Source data

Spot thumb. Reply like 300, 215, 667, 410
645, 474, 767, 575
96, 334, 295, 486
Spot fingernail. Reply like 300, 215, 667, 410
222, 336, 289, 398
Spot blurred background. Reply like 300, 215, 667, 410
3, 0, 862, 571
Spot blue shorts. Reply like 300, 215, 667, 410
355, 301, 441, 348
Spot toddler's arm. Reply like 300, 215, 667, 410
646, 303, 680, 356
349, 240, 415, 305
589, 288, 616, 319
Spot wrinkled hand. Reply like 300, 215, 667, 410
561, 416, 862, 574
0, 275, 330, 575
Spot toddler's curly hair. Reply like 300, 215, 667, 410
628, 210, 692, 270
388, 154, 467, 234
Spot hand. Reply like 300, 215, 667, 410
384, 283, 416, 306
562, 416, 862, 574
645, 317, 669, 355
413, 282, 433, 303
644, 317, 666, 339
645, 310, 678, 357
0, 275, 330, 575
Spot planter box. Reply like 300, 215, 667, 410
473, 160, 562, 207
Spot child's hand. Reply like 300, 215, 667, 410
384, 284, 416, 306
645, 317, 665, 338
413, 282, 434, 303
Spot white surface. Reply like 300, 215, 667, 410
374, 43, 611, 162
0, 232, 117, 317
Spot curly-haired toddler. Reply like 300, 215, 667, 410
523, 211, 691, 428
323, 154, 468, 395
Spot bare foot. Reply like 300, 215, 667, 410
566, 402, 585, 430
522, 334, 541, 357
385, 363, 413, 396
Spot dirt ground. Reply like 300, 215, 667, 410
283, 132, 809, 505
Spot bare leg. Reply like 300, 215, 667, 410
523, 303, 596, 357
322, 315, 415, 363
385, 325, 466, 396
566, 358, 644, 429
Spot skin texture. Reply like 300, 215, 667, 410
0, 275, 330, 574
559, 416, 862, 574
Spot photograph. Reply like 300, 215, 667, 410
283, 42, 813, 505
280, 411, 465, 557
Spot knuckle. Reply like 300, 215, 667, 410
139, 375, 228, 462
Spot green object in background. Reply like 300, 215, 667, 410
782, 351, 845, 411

## Required action
Repeat every entry word for word.

## Task answer
Spot thumb. Reply like 300, 215, 667, 410
645, 474, 767, 575
96, 334, 295, 486
Spot fingernail. Reply like 300, 215, 667, 410
222, 336, 289, 398
Spot blurred background. Reply like 300, 215, 667, 410
3, 0, 862, 571
Spot blue shorts. Reply like 300, 215, 667, 410
355, 301, 441, 348
Spot toddler's arm. Reply like 300, 215, 667, 410
646, 303, 680, 356
349, 240, 415, 305
589, 288, 616, 319
Spot wrinkled hand. Reply like 300, 215, 667, 410
561, 416, 862, 574
0, 275, 330, 575
Spot toddler's curly hair. Reply like 300, 215, 667, 410
628, 210, 692, 270
388, 154, 467, 234
Spot hand. Reply like 300, 215, 667, 410
384, 283, 416, 306
562, 416, 862, 574
645, 317, 669, 355
413, 282, 433, 303
644, 317, 666, 339
645, 310, 678, 357
0, 275, 330, 575
Spot planter box. Reply like 300, 215, 667, 410
473, 160, 562, 207
Spot child's hand. Reply like 300, 215, 667, 410
384, 284, 416, 306
645, 317, 665, 338
413, 282, 434, 303
Spot white surface. Reply like 300, 215, 667, 410
374, 43, 611, 162
0, 232, 117, 317
Spot curly-haired toddler. Reply like 300, 215, 667, 410
523, 211, 691, 428
323, 154, 468, 395
Spot bare foot. Reply like 300, 215, 667, 410
566, 402, 585, 430
522, 334, 541, 357
385, 363, 413, 396
Spot dirt ground. Reply like 300, 215, 667, 410
283, 132, 809, 505
Spot bare leg. Reply like 300, 215, 667, 410
523, 303, 596, 357
322, 315, 415, 363
385, 325, 466, 396
566, 358, 644, 429
Spot skin texture. Reply like 300, 215, 667, 410
0, 275, 330, 574
559, 416, 862, 574
Spot photograph. Reply like 300, 215, 667, 410
283, 42, 813, 505
280, 411, 465, 557
Spot knuckle. Reply like 300, 215, 667, 410
139, 375, 228, 462
Spot green object in background. Reply like 300, 215, 667, 410
782, 351, 845, 411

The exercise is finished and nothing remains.